** Begin Raw data **
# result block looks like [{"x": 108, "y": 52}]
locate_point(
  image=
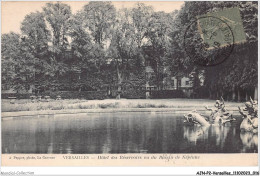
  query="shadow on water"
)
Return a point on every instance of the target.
[{"x": 121, "y": 133}]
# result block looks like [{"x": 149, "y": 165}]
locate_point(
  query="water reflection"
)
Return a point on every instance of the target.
[{"x": 120, "y": 133}]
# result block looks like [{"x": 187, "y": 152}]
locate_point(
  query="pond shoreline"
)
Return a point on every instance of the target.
[{"x": 47, "y": 113}]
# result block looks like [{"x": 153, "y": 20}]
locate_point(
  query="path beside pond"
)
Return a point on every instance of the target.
[{"x": 55, "y": 107}]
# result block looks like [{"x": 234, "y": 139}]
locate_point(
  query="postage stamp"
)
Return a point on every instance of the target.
[{"x": 210, "y": 39}]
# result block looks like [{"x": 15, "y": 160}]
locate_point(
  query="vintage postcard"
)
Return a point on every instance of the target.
[{"x": 104, "y": 83}]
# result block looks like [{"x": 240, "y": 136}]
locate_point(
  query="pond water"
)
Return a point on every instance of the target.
[{"x": 135, "y": 132}]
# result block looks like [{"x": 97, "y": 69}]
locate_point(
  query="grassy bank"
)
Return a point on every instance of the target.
[{"x": 27, "y": 105}]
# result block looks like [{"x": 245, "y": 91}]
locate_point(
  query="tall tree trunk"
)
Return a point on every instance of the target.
[
  {"x": 119, "y": 88},
  {"x": 233, "y": 94},
  {"x": 247, "y": 96},
  {"x": 256, "y": 94},
  {"x": 238, "y": 95}
]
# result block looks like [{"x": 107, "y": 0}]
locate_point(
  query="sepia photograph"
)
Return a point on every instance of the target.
[{"x": 149, "y": 77}]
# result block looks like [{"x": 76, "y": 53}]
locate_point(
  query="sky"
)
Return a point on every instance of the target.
[{"x": 13, "y": 12}]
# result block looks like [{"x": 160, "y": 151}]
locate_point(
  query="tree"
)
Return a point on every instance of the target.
[
  {"x": 17, "y": 65},
  {"x": 58, "y": 15},
  {"x": 35, "y": 43}
]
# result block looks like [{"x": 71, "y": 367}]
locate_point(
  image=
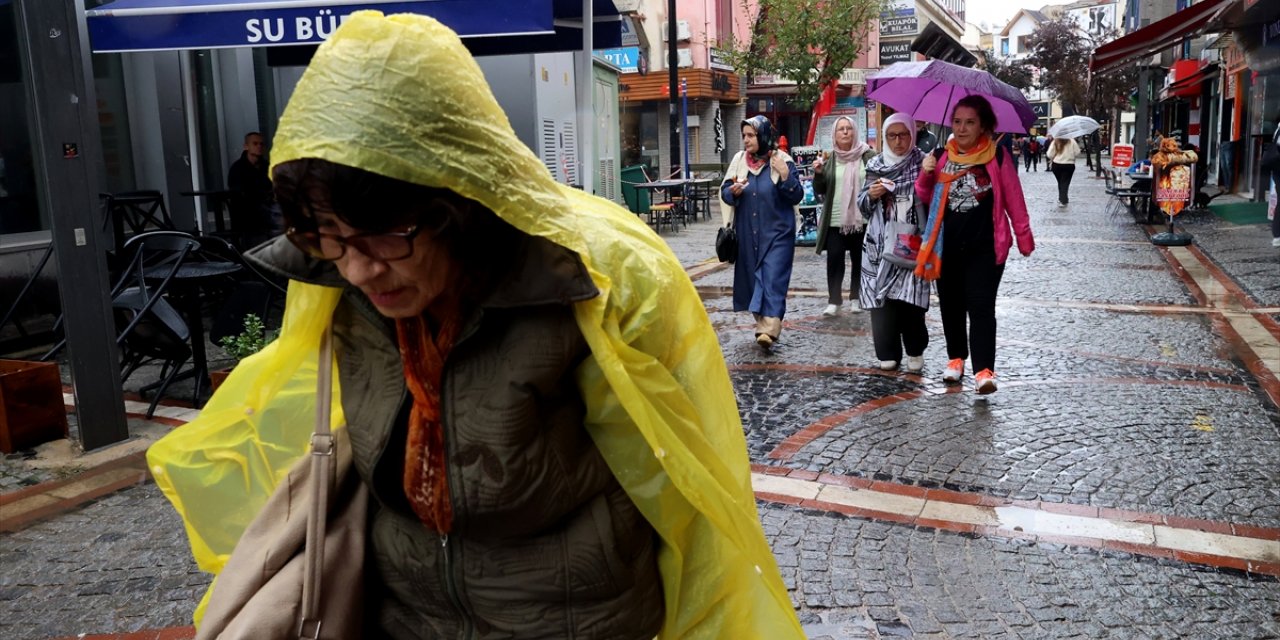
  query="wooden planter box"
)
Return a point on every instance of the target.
[{"x": 31, "y": 405}]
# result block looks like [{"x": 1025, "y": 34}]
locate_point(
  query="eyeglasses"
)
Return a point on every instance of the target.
** End Raw data **
To do: Reproduce the full listing faithfully, but do not carry over any pictures.

Solved problem:
# result block looks like [{"x": 108, "y": 52}]
locate_point(
  image=
  query="shadow on water"
)
Return a point on every instance of the target.
[{"x": 121, "y": 133}]
# result block looks like [{"x": 149, "y": 165}]
locate_point(
  query="water reflection"
)
Return a point on every instance of the target.
[{"x": 120, "y": 133}]
# result block looks like [{"x": 187, "y": 152}]
locate_point(
  query="pond shoreline"
)
Return a point on every instance of the target.
[{"x": 47, "y": 113}]
# result block looks like [{"x": 153, "y": 20}]
locate_point(
  query="path beside pond"
)
Return a point on every instance of the target.
[{"x": 55, "y": 107}]
# result block looks like [{"x": 234, "y": 139}]
locate_point(
  query="postage stamp"
)
Return a point on every instance of the target.
[{"x": 210, "y": 39}]
# result block looks like [{"x": 15, "y": 160}]
locate_point(
  query="vintage postcard"
)
Return a point on every instance of the target.
[{"x": 104, "y": 83}]
# result block looks like [{"x": 240, "y": 136}]
locate_point(
  query="pond water"
)
Return a point on every instance of the target.
[{"x": 135, "y": 132}]
# result block looks like [{"x": 97, "y": 69}]
locate_point(
  query="grassy bank"
)
Return a point on every instance of the target.
[{"x": 27, "y": 105}]
# result block looks like [{"x": 245, "y": 91}]
locate_point(
  query="tall tree trunk"
)
Return a point on every instance of the target.
[
  {"x": 119, "y": 88},
  {"x": 233, "y": 94},
  {"x": 247, "y": 96},
  {"x": 256, "y": 94},
  {"x": 238, "y": 95}
]
# result block looks like [{"x": 107, "y": 0}]
locate_point(
  query="sepia photograph"
)
Return a point on every instance of the target.
[{"x": 149, "y": 77}]
# result block looks like [{"x": 76, "y": 53}]
locate_point(
  query="sky"
)
Return a point on every instance of the target.
[{"x": 13, "y": 12}]
# result block looks like [{"x": 160, "y": 151}]
locate_point(
  query="tree"
)
Return a point on every instance of the target.
[
  {"x": 17, "y": 65},
  {"x": 58, "y": 15},
  {"x": 35, "y": 43}
]
# result block looks like [{"x": 71, "y": 367}]
locate_point(
  image=
  query="wooden planter box"
)
Return a point on every instance of the target.
[{"x": 31, "y": 405}]
# result block looks like [{"x": 1025, "y": 34}]
locate_point(
  query="eyeglasses"
)
Return a point on every instance of the target.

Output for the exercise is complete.